[Collected data entries]
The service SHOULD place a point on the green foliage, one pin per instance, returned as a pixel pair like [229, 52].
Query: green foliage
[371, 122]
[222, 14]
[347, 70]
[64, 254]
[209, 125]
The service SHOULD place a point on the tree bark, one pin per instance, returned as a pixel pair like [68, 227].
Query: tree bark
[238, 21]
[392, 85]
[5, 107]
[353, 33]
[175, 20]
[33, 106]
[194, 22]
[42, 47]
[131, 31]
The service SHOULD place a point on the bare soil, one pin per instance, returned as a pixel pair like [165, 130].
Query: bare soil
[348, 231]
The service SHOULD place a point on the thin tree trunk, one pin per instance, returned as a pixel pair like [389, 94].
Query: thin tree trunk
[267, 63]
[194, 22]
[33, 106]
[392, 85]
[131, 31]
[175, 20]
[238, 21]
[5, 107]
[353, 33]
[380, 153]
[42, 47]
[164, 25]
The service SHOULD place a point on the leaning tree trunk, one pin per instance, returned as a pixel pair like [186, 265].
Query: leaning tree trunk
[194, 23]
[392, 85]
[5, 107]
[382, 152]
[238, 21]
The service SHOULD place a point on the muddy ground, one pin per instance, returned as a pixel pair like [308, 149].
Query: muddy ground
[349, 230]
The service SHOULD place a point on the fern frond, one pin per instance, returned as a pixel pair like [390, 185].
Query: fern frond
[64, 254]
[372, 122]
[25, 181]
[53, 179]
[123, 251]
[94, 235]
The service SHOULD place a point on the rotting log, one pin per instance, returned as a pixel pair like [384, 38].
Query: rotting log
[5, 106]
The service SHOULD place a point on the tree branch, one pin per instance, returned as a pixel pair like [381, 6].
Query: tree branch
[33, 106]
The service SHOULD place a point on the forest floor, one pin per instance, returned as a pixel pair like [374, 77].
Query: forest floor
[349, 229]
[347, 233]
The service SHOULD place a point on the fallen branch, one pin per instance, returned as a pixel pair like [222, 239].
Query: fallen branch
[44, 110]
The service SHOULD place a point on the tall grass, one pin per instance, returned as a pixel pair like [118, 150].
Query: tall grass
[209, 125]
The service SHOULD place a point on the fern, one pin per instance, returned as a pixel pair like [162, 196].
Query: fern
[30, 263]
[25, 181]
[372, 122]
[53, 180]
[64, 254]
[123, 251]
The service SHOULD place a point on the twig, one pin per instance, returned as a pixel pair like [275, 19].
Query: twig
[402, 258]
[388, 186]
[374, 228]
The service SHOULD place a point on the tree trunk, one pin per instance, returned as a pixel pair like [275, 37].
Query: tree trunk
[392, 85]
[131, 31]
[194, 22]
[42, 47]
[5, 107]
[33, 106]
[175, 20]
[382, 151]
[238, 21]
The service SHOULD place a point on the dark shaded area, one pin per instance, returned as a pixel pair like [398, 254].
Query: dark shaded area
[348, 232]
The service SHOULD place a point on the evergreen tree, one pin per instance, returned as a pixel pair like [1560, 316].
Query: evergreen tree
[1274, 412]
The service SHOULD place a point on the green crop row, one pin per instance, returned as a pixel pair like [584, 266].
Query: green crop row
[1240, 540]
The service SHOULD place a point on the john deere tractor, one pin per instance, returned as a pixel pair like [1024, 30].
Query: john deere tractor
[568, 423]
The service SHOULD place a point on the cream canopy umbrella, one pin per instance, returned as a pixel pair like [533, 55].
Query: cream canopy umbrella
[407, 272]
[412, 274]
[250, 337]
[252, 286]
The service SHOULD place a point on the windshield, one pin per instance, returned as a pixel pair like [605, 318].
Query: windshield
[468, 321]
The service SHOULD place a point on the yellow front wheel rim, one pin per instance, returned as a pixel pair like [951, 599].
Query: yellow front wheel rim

TASK GOAL.
Please format every line of the listing above as a numbered list, leaving out any blank lines.

FULL ANSWER.
1. The service SHOULD place a point on the green foliage, one pin per instance, returned as a pixel pair like [229, 52].
2. Query: green foliage
3. [371, 122]
4. [222, 14]
5. [347, 70]
6. [64, 254]
7. [209, 125]
8. The service SHOULD place a point on the tree bark, one pin per instance, returned as a pixel pair like [68, 227].
9. Query: tree bark
10. [238, 21]
11. [392, 85]
12. [5, 107]
13. [353, 33]
14. [175, 20]
15. [33, 106]
16. [194, 22]
17. [42, 47]
18. [131, 31]
19. The service SHOULD place a point on the bare soil, one pin per instance, returned as a pixel pair like [165, 130].
20. Query: bare soil
21. [348, 231]
22. The service SHOULD place a point on the thin tree trunk, one pin per instance, returned as a pixel pair like [389, 94].
23. Query: thin tree trunk
24. [267, 63]
25. [194, 22]
26. [33, 106]
27. [392, 85]
28. [131, 31]
29. [175, 20]
30. [238, 21]
31. [5, 107]
32. [353, 33]
33. [380, 153]
34. [42, 47]
35. [164, 25]
36. The service SHOULD place a point on the leaning tree trunk, one pin per instance, returned as a pixel pair like [186, 265].
37. Query: leaning tree trunk
38. [194, 23]
39. [392, 85]
40. [5, 107]
41. [382, 152]
42. [238, 21]
43. The service SHOULD place a point on the muddy ground, one pin per instance, returned as a pixel pair like [308, 149].
44. Query: muddy ground
45. [349, 230]
46. The service SHOULD place a point on the fern frond, one pin per instance, returned as a pixel pair like [390, 185].
47. Query: fern frond
48. [64, 254]
49. [372, 122]
50. [25, 181]
51. [53, 179]
52. [123, 251]
53. [94, 235]
54. The service SHOULD place a point on the rotting log, one pin per instance, returned as a pixel pair like [384, 38].
55. Query: rotting log
56. [5, 106]
57. The service SHOULD place a point on the tree branch, one pin per instance, returned as a pixel pair like [381, 6].
58. Query: tree branch
59. [33, 106]
60. The service SHOULD place a point on the forest floor, one pin per instance, returned as a pixel pair like [374, 77].
61. Query: forest floor
62. [349, 229]
63. [347, 233]
64. The service SHOULD place a point on the fallen branch, one pin per instance, returned as a pixel pair like [222, 239].
65. Query: fallen branch
66. [44, 110]
67. The service SHOULD place a point on the tall grass, one pin per instance, returned as a pixel pair like [118, 150].
68. Query: tall grass
69. [209, 125]
70. The service SHOULD place a point on the fern, one pin per instance, returned as a pixel pair like [162, 196].
71. Query: fern
72. [30, 263]
73. [25, 181]
74. [372, 122]
75. [53, 180]
76. [64, 254]
77. [123, 251]
78. The service SHOULD place a point on the twig, one pin per instance, returned as a pixel pair like [275, 19].
79. Query: twig
80. [402, 258]
81. [388, 186]
82. [374, 228]
83. The service SHOULD place a point on the tree trunk, one pin per instance, returned as a pixel pair like [275, 37].
84. Query: tree trunk
85. [392, 85]
86. [131, 31]
87. [194, 22]
88. [42, 47]
89. [5, 107]
90. [33, 106]
91. [175, 20]
92. [382, 151]
93. [238, 21]
94. The service SHOULD place a point on the dark shaded area, one pin per instance, returned as a pixel pair like [398, 254].
95. Query: dark shaded area
96. [348, 232]
97. The service SHOULD place a point on the evergreen tree, one pin per instance, returned as a pixel pair like [1560, 316].
98. Query: evergreen tree
99. [1274, 412]
100. The service SHOULD place a point on the green crop row, one pin per instance, returned as a pixel pair like [584, 266].
101. Query: green crop row
102. [1240, 540]
103. The service SHOULD place a point on the john deere tractor, one pin per instance, returned as a pixel pair like [1024, 30].
104. Query: john deere tractor
105. [568, 423]
106. The service SHOULD place a point on the cream canopy umbrella, one pin per instance, returned as a pixel pair like [533, 55].
107. Query: cream canopy umbrella
108. [407, 272]
109. [412, 274]
110. [250, 337]
111. [252, 286]
112. The service SHOULD place a point on the windshield, one pin per instance, returned as a pixel pair like [605, 318].
113. Query: windshield
114. [468, 321]
115. The service SHOULD place a point on the yellow front wheel rim, one pin per instance, returned as a pixel pair like [951, 599].
116. Query: yellow front wheel rim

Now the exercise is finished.